__Work task__: Print every record exactly, but leave out the pictures.

__The records__:
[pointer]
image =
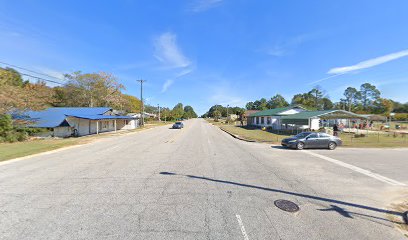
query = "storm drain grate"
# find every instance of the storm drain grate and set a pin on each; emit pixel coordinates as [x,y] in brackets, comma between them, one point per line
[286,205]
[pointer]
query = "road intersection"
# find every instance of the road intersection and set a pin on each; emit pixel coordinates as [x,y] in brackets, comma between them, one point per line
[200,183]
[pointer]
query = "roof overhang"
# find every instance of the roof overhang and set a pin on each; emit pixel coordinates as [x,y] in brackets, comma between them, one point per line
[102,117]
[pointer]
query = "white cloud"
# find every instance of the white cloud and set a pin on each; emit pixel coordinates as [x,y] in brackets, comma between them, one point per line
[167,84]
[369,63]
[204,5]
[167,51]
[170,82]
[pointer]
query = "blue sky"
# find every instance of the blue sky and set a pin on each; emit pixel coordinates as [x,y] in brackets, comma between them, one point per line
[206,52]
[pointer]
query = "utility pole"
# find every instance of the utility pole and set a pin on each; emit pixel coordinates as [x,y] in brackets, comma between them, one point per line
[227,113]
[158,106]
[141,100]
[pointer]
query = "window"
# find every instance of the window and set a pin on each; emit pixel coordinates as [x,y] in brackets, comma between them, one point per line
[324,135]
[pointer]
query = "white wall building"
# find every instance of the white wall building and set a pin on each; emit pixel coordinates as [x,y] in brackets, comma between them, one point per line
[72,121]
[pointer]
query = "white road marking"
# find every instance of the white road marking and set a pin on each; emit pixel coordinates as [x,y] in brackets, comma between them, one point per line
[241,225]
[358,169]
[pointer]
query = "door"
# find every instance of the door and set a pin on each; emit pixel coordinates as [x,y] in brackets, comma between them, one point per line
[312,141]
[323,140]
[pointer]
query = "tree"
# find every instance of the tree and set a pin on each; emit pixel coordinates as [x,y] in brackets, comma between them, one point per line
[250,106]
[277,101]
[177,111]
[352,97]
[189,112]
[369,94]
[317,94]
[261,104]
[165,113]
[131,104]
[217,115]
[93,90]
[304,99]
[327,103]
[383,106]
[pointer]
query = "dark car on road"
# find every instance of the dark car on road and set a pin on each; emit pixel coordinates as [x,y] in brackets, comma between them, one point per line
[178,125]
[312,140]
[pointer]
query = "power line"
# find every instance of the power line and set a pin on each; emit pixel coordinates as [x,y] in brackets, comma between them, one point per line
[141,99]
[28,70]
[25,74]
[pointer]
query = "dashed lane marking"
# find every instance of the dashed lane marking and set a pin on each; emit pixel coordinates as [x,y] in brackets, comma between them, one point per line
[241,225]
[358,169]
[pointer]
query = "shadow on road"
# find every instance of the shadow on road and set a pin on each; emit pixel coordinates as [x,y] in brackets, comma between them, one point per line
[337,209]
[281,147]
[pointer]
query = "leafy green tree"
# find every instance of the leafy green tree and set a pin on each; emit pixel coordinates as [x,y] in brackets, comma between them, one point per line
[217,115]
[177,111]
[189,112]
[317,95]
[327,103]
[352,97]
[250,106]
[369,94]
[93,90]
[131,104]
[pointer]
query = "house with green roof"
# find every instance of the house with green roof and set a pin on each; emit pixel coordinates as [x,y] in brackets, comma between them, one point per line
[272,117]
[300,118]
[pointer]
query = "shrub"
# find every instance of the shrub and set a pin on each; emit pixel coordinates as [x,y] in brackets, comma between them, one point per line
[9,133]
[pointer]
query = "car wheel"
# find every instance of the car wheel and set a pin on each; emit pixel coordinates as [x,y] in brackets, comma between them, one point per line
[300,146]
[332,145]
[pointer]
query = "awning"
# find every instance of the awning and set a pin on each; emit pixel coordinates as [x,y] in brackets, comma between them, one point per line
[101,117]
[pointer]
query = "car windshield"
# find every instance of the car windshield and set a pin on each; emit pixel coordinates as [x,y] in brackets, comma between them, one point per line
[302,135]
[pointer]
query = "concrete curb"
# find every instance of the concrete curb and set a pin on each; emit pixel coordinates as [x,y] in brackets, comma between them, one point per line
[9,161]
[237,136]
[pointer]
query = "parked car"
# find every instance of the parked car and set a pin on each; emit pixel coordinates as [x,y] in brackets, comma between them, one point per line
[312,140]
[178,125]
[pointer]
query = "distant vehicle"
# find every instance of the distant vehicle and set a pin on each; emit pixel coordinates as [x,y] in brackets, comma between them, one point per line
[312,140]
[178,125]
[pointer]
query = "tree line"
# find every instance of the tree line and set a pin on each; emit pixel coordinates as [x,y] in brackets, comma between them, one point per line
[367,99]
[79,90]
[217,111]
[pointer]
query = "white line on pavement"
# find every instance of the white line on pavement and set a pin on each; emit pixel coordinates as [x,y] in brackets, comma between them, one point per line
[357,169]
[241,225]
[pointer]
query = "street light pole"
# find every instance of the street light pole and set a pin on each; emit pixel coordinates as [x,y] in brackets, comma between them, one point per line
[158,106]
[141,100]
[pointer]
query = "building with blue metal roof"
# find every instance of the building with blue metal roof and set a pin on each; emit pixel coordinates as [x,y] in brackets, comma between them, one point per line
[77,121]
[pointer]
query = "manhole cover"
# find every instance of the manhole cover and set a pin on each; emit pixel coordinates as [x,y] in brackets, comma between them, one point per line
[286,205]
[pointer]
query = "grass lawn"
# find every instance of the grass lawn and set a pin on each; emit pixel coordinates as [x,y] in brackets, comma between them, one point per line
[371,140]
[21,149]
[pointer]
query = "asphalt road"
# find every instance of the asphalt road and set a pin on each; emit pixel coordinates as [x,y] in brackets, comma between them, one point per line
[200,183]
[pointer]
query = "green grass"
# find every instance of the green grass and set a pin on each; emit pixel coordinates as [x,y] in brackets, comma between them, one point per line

__Response__:
[pointer]
image =
query = "storm drain grate"
# find every instance of the storm drain grate and set a pin on each; emit pixel coordinates as [x,y] in brackets, comma between them, one point per line
[286,205]
[pointer]
query = "road intersection"
# find every instance of the road intersection and set a pin on each; emit pixel coordinates as [x,y] in brackets, comma between them, one point per line
[200,183]
[pointer]
query = "roof overhang"
# find every instance of the roof overhang and set a pin on each; emit pixel coordinates as [x,y] in brackets, comma between them, one point per line
[102,117]
[pointer]
query = "white cloud"
# find every instance of the white cloud and set a pin on each; emit pixel coordinates as [x,y] in brackets, comma between them, one point per line
[167,84]
[369,63]
[204,5]
[167,51]
[170,82]
[pointer]
query = "blue sky"
# find every instance of the blue sky and set a pin on each; emit pixel coordinates as [x,y] in brackets, comma between them, one point per line
[206,52]
[pointer]
query = "utility pole"
# find every instance of the utility pole and set a pin on each; emit pixel coordinates as [x,y] in brackets, comma between them, one point per line
[227,113]
[158,106]
[141,100]
[pointer]
query = "window"
# find every instance of the window and set a pin on each; emit pixel coordinates as [x,y] in brackets, comma between them, one point per line
[324,135]
[pointer]
query = "white wall building"
# find every instance of the white wall building and set a pin on each; emit pixel coordinates as [x,y] in brackets, comma between them, one point per line
[72,121]
[pointer]
query = "white road marking"
# find every instance of the white road marking and set a pin on each; emit pixel coordinates as [x,y] in brackets, comma between them, one point per line
[241,225]
[358,169]
[pointer]
query = "door"
# find every instance of the door and set a pin on each; emit pixel coordinates as [x,y] in brackets, comma between them, one point per line
[312,141]
[323,140]
[pointer]
query = "tree"
# find every instance of the tree and set a pin on each; emit pixel coordinates as [x,y] in brackets, comma between them, one point per line
[250,106]
[277,101]
[177,111]
[352,97]
[189,112]
[369,94]
[317,94]
[261,104]
[165,113]
[131,104]
[217,115]
[93,90]
[304,99]
[327,103]
[383,106]
[pointer]
query = "dark car on road"
# find every instance of the dark car on road and set a pin on each; emit pixel coordinates as [x,y] in brackets, comma between them, one point per line
[178,125]
[312,140]
[pointer]
query = "power line"
# find every instance of the power line and set a pin on each; emit pixel coordinates as [x,y] in brackets, comma between them, one point per line
[141,99]
[28,70]
[25,74]
[pointer]
query = "dashed lane marking"
# find every instance of the dashed lane marking and set a pin on each; emit pixel coordinates as [x,y] in brackets, comma between them, one point per line
[241,225]
[358,169]
[pointer]
query = "shadow on road"
# find every instance of the shadow on road and set a pin on each; emit pixel coordinates as [x,y] in brackets, comma between them, one point per line
[337,209]
[281,147]
[pointer]
query = "leafy green tree"
# find every instance of the leafy green tree and set a pin on each; emit pixel coordinates as [x,y] in brackets, comma between them, one point per line
[217,115]
[177,111]
[189,112]
[317,95]
[327,103]
[352,97]
[250,106]
[369,94]
[93,90]
[131,104]
[pointer]
query = "house with green roof"
# find every instance of the house with green roof and set a pin on each; emit pixel coordinates as [x,y] in brackets, comma between them, one point per line
[272,117]
[300,118]
[pointer]
query = "shrub"
# find every instance of the shrub and set a pin on each; emit pixel coordinates as [x,y] in brackets, comma between them, one point per line
[9,133]
[pointer]
query = "car wheel"
# find every instance of the car wheel and set a pin on each; emit pixel coordinates as [x,y] in brackets, comma between them, one point per line
[300,146]
[332,145]
[pointer]
query = "awning"
# find every instance of the awning and set a pin on each; emit pixel coordinates as [x,y] in brackets, comma between them, one point per line
[101,117]
[pointer]
query = "car windshield"
# find every instance of the car windshield and set a pin on each; emit pixel coordinates as [x,y] in brackets, comma between them, one point per line
[302,135]
[pointer]
query = "concrete curb"
# find every instance of the concrete curb and set a pin on each; emit pixel coordinates as [x,y] in brackets, comma between them, one point per line
[9,161]
[237,136]
[pointer]
query = "parked car"
# find every instance of the parked car and set a pin on each; emit pixel coordinates as [x,y] in brackets, comma between them, one point per line
[312,140]
[178,125]
[pointer]
query = "distant vehicle"
# find every instance of the distant vehicle and set a pin on each; emit pixel coordinates as [x,y] in brackets, comma between them, one point per line
[312,140]
[178,125]
[pointer]
query = "tree line"
# find every instance of the tree line and set a pin on each; emit pixel coordinates as [x,y] in brackets, comma between them, one point per line
[367,99]
[79,90]
[217,111]
[pointer]
query = "white line on pavement"
# find every instance of the white line on pavement and set a pin on each; emit pixel coordinates as [x,y] in brackets, comma between them, one point per line
[357,169]
[241,225]
[pointer]
query = "street light pole"
# find every instance of the street light pole and set a pin on each; emit pixel coordinates as [x,y] in brackets, comma between them, one point per line
[158,106]
[141,100]
[pointer]
query = "building with blue metal roof"
# find every instance of the building with blue metal roof and set a pin on each; emit pixel coordinates as [x,y] in brackets, comma between them, one point per line
[77,121]
[pointer]
query = "manhole cover"
# find every instance of the manhole cover and set a pin on each; emit pixel coordinates as [x,y] in brackets, comma between them, one point per line
[286,205]
[pointer]
query = "grass lawn"
# find every instance of the grass lawn and set a pin on each; emit pixel coordinates as [x,y] in brackets, comma between them, one point per line
[371,140]
[21,149]
[pointer]
query = "asphalt road"
# find every instance of the asphalt road and set a pin on each; emit pixel coordinates as [x,y] in brackets, comma between them, one point per line
[200,183]
[pointer]
query = "green grass"
# find every instance of the green grass and set a pin on each; emit pixel coordinates as [x,y] in brackets, comma between them, one point per line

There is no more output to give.